[Directions]
Give the lines of the material below as a numbered list, leaving out the blank lines.

[Rows from a dataset]
*-*-*
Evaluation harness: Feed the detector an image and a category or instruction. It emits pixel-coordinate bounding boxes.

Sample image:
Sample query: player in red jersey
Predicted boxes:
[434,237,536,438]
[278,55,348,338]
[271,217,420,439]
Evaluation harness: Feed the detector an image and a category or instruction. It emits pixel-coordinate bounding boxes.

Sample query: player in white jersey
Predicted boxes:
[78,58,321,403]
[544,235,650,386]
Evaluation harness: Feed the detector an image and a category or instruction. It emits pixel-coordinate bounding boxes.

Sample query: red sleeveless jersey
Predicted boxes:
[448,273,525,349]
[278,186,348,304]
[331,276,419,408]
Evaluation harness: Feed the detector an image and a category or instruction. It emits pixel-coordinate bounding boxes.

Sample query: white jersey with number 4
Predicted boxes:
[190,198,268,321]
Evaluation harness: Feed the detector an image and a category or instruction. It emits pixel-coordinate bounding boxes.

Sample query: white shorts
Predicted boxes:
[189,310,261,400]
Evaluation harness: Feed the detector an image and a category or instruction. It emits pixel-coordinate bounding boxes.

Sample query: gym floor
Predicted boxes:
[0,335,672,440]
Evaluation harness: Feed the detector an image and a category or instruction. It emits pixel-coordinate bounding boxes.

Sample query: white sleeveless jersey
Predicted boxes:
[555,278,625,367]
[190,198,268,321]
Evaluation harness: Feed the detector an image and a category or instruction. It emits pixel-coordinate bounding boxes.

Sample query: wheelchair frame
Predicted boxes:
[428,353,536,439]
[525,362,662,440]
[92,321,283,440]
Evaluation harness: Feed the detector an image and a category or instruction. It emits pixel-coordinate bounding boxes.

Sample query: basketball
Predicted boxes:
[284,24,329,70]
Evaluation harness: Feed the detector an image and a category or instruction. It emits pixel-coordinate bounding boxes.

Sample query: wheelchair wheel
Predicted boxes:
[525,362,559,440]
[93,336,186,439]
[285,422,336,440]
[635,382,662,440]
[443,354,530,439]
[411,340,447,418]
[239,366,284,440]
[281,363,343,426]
*-*-*
[Full output]
1. Evaluation harness: Feed the detector an image and a category or instruction. It emits pixel-coordinate bounding boxes.
2. Sample image:
3. Sample query: player in red jersey
4. Predicted boxes:
5. [434,237,536,438]
6. [278,55,348,338]
7. [271,217,420,439]
8. Evaluation harness: Feed the detector an image and a category or instruction. It emits pixel-coordinate bounding boxes.
9. Sample query: player in white jersey
10. Predicted boxes:
11. [78,58,321,403]
12. [544,235,650,386]
13. Evaluation harness: Feed the detector an image and a category or instruction. It emits pixel-coordinate bounding boxes.
14. Sample query: red sleeveless jersey
15. Predicted boxes:
16. [448,273,525,349]
17. [278,186,348,304]
18. [331,276,419,408]
19. Evaluation harness: Feed the detector an image and a category or instruction. It emits pixel-coordinate bounding boxes.
20. Sample query: white jersey with number 4
21. Predicted boxes:
22. [190,198,268,321]
23. Evaluation harness: Feed the detector an image and a category or instruction. It emits pixel-coordinate bounding boxes.
24. Sample query: white shorts
25. Predicted boxes:
26. [189,310,261,400]
27. Evaluation harness: Feed the detector an image and a category or instruction. It emits pixel-coordinate bounding boxes.
28. Sample query: gym floor
29. Predicted boxes:
30. [0,335,672,440]
31. Evaluation harness: Feed the detector an image and a category or instruction. It emits pixel-coordinate bounding boxes.
32. Sample query: white sleeveless jersey
33. Predicted boxes:
34. [555,278,625,367]
35. [190,198,268,321]
36. Evaluation harness: Feed the detector an image and a category or instruction. It emits pixel-coordinate bounding boxes.
37. Sample query: wheelchair frame
38. Predicted boxes:
39. [428,353,536,439]
40. [525,362,662,440]
41. [92,321,283,440]
42. Evaluation harness: Feed the detector an image and a category or instruction. It emits pixel-coordinate bounding boxes.
43. Sample query: basketball
44. Predicted boxes:
45. [284,24,329,70]
46. Evaluation harness: Feed the detector an image and a category or instruction. It emits pixel-coordinate bounding boxes.
47. Sample query: wheelchair wheel
48. Predicted boxes:
49. [525,362,559,440]
50. [93,336,186,439]
51. [285,422,336,440]
52. [635,382,662,440]
53. [443,354,530,439]
54. [411,340,447,418]
55. [239,366,284,440]
56. [281,363,343,426]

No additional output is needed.